Stored data:
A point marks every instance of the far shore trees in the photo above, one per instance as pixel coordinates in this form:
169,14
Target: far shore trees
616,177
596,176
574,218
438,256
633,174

**BRIEF**
Recast the stored data above as a JSON array of strings, with one string per line and any blank lines omitted.

**REPLY**
[
  "A point marks every instance of the far shore trees in the photo above, one per instance as pixel coordinates in this form:",
  "169,14",
  "Target: far shore trees",
  "616,177",
  "596,176",
  "574,218",
  "438,256",
  "633,174"
]